Photo-based referring expression data
*** Block opens ***

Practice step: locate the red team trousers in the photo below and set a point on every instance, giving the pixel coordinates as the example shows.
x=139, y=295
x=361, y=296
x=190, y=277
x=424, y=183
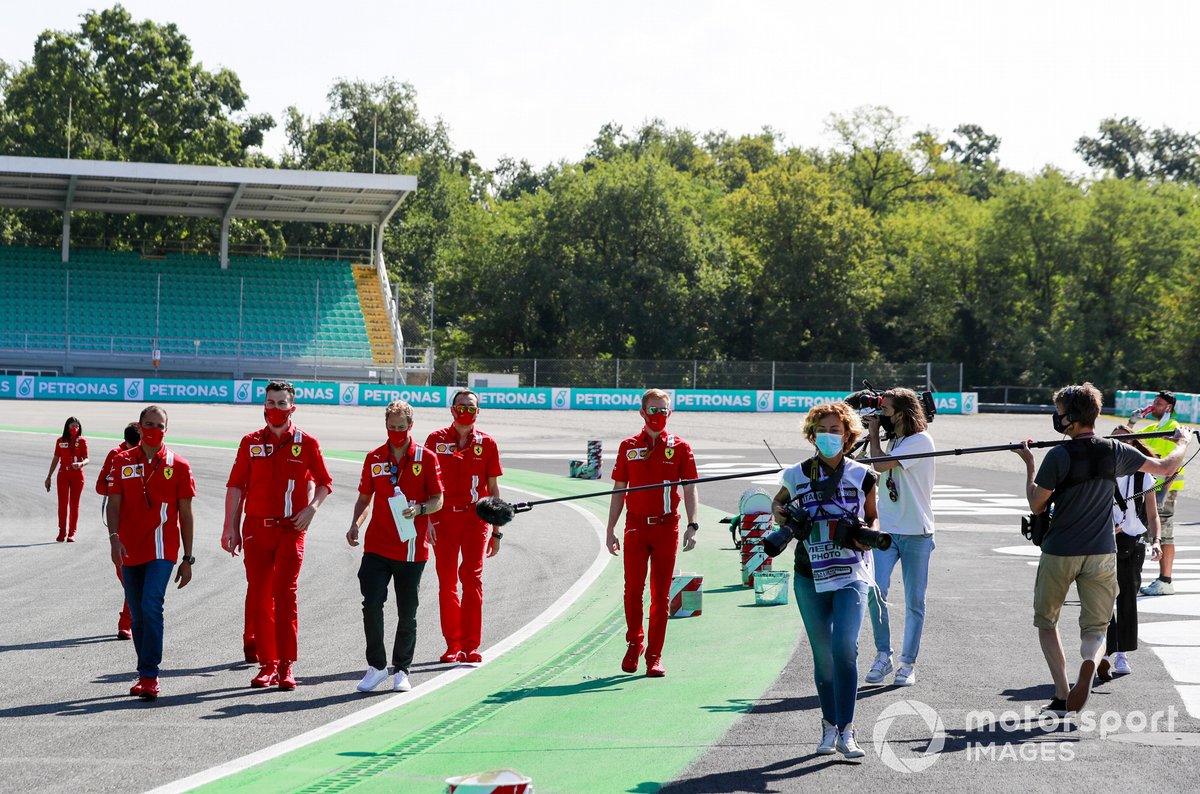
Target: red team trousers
x=274, y=555
x=70, y=489
x=461, y=535
x=654, y=546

*** Block closes ***

Set every entry down again word for word, but not the pictures.

Practice step: locate the red team trousers in the photo below and set a point on every instance, giving the pixel coordinates as the example shows.
x=139, y=295
x=361, y=296
x=190, y=277
x=424, y=183
Target: red team trousers
x=274, y=555
x=70, y=489
x=461, y=535
x=654, y=546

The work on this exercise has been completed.